*** Source records Section Begins ***

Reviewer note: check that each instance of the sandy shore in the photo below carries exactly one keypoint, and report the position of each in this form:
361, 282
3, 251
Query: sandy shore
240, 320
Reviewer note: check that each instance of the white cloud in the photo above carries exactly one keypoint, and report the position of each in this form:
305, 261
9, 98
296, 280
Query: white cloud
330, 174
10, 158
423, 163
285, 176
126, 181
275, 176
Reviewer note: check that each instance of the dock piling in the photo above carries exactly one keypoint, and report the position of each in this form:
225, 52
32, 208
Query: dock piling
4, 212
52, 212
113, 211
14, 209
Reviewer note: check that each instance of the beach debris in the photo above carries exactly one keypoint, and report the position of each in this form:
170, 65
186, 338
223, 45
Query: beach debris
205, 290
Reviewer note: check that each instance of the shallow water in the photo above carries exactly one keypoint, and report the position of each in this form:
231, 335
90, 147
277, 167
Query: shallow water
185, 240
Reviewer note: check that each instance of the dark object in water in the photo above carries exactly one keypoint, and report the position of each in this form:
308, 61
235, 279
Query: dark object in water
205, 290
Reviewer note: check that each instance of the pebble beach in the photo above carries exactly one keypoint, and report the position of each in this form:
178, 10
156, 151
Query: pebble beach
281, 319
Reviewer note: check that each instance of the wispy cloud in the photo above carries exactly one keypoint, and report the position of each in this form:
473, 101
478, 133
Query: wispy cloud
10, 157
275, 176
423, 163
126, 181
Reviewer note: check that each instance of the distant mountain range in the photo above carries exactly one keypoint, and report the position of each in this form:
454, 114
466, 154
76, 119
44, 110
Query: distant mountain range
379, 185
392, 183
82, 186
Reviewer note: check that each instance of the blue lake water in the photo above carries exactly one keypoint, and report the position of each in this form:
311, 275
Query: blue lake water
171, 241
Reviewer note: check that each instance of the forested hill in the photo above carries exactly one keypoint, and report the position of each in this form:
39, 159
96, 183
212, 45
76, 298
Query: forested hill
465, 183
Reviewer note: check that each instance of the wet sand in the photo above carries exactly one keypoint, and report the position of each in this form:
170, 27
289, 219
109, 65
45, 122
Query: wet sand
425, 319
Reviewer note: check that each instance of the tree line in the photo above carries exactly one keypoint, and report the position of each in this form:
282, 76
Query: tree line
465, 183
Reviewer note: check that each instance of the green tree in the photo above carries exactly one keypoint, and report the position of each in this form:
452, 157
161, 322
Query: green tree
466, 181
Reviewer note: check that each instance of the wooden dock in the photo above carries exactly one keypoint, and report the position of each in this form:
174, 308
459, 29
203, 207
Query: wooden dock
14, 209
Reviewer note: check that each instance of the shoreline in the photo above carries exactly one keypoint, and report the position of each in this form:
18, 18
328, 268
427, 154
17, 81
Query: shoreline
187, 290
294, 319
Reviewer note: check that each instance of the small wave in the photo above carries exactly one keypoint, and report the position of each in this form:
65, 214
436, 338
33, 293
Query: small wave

*** Source records Section Ends ***

To do | After reading the entries above, state the number of lines that contain the word "wave", adding nothing else.

Output for this exercise | 2